### [Supplied material]
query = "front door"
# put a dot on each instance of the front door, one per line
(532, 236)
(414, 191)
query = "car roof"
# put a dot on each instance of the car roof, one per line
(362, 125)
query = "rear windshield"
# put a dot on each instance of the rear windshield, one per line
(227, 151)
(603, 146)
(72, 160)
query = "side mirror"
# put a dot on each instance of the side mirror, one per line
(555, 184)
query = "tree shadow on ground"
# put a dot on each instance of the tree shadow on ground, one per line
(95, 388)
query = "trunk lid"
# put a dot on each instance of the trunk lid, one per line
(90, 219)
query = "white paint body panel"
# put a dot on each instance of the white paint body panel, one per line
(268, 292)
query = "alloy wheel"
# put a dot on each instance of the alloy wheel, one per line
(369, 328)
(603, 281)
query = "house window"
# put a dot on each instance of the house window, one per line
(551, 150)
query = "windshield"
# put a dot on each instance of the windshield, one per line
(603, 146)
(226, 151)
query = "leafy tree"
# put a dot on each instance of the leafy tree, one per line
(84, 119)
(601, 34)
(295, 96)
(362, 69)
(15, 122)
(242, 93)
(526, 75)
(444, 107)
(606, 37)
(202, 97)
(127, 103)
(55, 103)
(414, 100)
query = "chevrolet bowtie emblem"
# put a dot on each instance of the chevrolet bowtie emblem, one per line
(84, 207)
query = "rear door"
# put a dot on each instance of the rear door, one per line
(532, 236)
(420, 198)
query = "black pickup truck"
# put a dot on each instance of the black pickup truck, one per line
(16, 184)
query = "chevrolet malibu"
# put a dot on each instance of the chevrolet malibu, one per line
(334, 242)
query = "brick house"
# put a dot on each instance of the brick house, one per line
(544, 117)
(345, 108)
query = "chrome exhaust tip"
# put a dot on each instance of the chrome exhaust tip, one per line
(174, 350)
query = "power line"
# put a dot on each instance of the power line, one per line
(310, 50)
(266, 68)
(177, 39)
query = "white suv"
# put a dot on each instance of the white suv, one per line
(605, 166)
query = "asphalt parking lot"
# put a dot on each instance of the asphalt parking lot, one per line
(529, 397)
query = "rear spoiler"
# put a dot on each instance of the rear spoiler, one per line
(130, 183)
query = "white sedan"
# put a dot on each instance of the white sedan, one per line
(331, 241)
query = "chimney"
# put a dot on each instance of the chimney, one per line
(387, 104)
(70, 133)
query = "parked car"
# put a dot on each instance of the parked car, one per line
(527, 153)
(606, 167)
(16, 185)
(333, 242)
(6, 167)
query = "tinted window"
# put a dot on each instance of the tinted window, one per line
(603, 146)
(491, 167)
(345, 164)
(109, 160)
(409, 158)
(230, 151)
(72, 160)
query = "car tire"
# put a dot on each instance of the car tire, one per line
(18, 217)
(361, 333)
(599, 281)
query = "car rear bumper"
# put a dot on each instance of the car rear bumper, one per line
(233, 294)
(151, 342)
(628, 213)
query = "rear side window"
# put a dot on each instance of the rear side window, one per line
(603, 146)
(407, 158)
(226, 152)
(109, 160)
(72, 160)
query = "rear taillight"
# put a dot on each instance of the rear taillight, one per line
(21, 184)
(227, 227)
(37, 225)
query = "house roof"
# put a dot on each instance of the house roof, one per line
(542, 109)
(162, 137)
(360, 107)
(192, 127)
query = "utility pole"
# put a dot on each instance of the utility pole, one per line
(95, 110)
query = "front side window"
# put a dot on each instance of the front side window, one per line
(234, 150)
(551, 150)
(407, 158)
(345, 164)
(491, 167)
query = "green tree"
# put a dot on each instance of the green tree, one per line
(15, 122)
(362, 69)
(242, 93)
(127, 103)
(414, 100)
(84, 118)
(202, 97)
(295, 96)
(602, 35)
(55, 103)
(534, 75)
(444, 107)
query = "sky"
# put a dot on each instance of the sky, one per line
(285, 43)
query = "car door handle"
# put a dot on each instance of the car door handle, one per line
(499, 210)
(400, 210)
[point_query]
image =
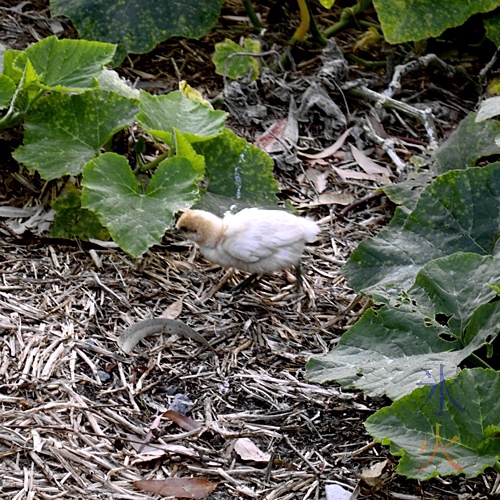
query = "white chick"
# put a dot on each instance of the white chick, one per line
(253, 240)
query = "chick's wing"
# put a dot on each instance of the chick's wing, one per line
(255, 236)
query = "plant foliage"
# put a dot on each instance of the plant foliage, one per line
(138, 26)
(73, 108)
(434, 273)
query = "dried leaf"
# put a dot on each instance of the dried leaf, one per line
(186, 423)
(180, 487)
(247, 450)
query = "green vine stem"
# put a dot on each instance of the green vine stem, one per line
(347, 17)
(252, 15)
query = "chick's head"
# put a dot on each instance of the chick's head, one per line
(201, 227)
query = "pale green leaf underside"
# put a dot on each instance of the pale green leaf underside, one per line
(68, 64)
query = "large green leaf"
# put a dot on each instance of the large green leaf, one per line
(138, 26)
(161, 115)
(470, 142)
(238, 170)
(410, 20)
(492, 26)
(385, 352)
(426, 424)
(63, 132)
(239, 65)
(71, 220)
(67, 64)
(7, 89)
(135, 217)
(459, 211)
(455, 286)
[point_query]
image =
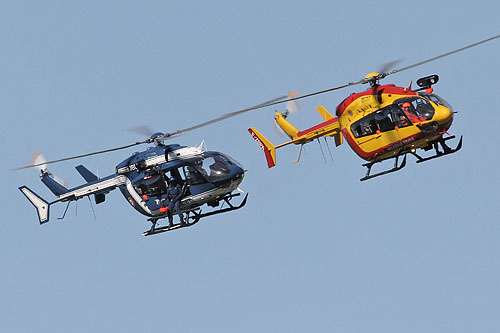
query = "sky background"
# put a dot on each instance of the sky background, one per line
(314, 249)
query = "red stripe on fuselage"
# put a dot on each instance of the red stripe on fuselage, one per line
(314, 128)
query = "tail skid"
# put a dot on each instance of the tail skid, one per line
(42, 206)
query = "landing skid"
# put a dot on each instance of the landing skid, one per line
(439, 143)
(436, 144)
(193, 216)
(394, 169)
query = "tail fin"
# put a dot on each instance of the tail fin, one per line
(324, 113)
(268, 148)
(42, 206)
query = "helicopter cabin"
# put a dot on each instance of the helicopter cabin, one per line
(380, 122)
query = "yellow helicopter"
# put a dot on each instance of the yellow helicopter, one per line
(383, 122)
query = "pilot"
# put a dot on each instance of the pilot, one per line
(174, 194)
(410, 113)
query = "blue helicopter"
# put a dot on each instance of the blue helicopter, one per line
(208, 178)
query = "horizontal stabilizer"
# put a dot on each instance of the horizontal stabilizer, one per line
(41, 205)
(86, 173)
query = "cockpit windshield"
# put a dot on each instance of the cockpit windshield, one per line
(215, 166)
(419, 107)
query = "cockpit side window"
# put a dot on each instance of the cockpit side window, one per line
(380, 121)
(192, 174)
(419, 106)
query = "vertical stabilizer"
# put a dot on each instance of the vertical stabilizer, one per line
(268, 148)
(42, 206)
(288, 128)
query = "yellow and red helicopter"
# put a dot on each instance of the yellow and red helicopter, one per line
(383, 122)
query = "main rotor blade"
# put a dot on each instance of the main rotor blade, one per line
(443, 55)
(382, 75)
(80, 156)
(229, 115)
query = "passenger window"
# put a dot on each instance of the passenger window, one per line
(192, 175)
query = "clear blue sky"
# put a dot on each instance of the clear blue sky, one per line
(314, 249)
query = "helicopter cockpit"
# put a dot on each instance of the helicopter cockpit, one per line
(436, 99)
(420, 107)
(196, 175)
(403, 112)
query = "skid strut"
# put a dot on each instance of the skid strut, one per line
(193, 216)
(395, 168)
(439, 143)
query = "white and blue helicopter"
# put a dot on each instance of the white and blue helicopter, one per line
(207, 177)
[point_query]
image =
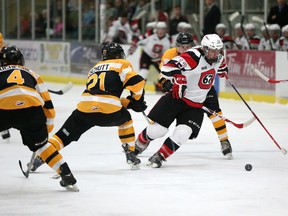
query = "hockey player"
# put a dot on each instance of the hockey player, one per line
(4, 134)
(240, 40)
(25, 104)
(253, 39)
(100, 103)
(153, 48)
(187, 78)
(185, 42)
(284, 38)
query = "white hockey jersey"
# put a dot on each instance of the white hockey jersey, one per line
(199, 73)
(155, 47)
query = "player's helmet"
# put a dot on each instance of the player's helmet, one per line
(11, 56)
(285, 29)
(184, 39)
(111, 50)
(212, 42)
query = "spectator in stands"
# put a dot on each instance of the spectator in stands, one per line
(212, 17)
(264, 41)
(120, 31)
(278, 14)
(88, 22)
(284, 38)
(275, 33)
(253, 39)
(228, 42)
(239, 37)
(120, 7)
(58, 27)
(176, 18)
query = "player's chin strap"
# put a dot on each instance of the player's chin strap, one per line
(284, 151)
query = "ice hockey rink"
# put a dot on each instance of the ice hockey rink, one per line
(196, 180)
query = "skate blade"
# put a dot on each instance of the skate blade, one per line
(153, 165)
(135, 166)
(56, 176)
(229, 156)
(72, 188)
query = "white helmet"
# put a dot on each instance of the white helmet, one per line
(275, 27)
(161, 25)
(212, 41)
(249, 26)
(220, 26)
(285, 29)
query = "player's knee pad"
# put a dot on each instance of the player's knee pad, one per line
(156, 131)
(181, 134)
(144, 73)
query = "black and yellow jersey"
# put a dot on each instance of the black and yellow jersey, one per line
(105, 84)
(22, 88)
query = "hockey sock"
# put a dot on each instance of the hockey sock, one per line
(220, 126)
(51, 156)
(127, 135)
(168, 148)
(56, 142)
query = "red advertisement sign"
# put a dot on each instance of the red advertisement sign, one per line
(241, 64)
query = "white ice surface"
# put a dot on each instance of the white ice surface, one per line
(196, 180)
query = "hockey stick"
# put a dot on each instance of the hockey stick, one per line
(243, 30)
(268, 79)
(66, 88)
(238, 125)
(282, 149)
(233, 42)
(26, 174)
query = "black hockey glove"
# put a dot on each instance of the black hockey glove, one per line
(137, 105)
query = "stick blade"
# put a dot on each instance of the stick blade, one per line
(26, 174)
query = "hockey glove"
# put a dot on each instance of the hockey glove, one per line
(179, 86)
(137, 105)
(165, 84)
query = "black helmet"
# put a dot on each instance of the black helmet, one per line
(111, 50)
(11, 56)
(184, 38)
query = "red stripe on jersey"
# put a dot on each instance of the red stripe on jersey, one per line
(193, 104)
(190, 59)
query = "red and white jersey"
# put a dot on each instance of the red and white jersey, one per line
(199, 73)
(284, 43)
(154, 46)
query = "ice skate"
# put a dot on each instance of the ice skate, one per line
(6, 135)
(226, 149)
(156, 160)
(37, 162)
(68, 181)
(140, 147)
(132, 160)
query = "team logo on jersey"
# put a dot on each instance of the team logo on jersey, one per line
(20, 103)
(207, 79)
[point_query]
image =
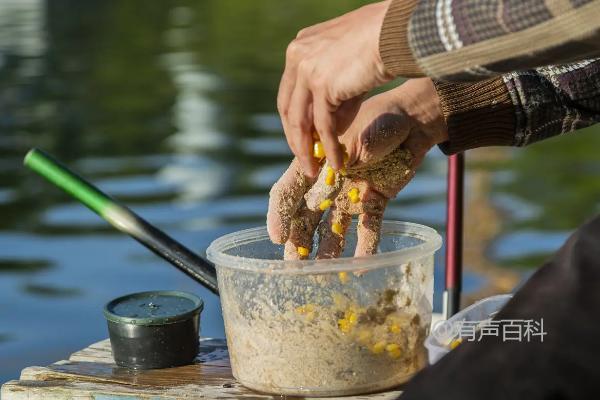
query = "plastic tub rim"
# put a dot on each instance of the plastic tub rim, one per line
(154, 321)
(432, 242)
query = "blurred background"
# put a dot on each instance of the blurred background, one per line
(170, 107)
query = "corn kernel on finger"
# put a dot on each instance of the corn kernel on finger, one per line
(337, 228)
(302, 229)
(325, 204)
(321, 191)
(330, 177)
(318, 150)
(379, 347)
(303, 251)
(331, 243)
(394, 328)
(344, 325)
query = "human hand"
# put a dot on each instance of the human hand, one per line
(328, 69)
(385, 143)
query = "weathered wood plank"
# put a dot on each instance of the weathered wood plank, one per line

--

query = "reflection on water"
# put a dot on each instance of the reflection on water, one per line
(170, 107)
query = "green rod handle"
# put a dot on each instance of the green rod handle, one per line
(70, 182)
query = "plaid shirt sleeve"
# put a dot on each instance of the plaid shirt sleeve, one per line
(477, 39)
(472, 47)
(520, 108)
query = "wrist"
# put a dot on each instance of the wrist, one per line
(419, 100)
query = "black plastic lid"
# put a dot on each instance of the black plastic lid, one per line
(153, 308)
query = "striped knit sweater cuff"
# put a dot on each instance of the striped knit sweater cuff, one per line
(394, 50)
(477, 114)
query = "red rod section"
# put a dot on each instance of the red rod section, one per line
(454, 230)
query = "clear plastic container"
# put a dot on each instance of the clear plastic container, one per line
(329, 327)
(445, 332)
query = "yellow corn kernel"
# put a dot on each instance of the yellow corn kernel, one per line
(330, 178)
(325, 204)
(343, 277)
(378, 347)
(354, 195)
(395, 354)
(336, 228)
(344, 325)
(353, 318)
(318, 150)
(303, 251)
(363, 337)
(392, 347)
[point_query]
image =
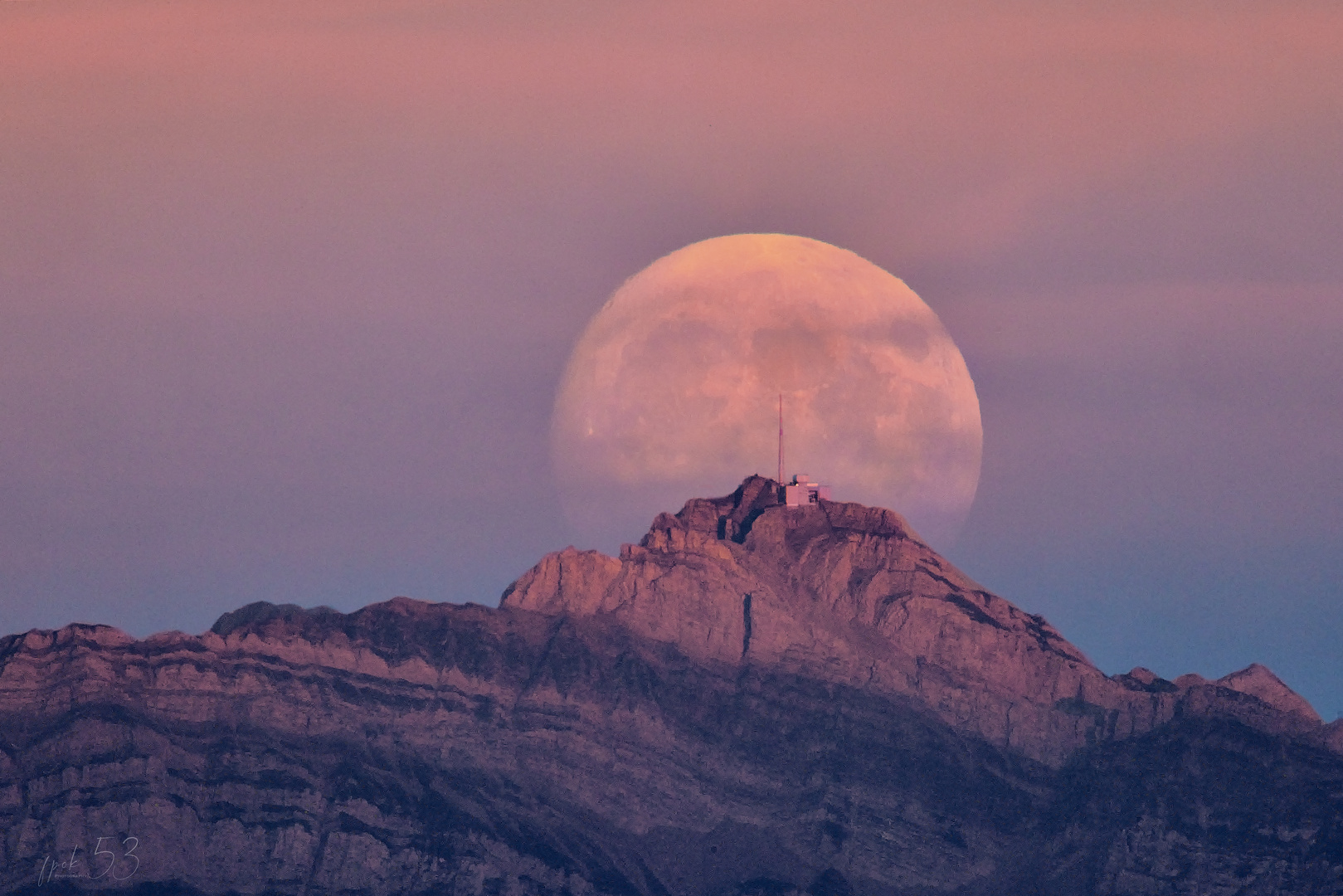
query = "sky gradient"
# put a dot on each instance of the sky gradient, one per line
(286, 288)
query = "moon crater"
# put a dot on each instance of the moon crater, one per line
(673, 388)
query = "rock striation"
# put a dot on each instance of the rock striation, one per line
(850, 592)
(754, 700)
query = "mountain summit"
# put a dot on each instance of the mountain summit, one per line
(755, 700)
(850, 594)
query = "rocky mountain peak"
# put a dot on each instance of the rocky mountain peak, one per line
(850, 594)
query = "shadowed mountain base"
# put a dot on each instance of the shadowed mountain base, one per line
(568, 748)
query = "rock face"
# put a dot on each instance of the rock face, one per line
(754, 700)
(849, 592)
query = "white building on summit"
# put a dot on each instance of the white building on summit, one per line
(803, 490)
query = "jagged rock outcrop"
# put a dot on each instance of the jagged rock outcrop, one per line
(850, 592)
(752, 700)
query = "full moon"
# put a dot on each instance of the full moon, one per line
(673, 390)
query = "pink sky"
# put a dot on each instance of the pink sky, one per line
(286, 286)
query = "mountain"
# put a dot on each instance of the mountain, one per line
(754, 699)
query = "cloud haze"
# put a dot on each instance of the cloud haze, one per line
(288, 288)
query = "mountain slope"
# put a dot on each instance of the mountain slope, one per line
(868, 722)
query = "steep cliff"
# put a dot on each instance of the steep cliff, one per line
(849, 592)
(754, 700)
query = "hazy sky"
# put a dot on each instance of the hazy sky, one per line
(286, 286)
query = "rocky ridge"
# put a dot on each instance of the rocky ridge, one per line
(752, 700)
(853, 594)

* * *

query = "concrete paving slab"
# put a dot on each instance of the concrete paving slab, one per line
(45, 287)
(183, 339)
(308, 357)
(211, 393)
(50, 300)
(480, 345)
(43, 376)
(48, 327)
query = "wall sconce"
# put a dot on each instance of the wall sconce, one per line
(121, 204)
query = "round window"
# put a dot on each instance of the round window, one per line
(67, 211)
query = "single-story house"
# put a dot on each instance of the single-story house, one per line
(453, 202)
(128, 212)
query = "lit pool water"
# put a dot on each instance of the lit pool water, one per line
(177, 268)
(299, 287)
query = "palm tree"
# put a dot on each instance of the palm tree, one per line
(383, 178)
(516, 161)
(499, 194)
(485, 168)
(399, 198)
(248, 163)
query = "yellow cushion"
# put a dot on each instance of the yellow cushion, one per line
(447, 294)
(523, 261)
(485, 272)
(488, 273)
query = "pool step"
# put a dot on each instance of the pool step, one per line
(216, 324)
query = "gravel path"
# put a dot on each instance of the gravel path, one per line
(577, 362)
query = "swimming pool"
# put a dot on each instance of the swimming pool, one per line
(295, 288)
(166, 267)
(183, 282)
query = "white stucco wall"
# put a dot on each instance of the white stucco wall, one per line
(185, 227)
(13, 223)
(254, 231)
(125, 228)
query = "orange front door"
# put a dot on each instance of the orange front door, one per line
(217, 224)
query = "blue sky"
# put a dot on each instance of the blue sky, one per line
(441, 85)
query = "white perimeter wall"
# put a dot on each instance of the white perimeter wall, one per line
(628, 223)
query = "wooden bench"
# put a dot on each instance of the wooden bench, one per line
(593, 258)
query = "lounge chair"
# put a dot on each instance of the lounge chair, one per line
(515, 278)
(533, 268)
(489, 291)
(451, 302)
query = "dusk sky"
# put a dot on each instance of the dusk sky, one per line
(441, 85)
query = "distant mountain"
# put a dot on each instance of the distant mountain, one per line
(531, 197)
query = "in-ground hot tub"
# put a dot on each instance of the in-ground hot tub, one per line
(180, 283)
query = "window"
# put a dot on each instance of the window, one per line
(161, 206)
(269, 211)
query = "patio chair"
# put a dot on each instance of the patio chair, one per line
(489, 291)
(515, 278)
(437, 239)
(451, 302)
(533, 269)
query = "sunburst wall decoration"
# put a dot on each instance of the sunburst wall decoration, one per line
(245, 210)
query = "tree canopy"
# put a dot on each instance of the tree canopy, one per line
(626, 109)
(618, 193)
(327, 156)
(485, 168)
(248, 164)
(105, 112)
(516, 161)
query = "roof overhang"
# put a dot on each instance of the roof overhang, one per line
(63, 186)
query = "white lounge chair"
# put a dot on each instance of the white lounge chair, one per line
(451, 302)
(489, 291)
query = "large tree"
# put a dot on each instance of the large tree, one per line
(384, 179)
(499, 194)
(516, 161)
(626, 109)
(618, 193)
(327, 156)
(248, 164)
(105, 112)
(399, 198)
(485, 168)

### [Written problem]
List every line in the material above that contains the word "dried", matching case exactly, and copy each of those lines in full.

### [Answer for this exercise]
query = "dried leaf"
# put a dot on each instance of the dried leaf, one per line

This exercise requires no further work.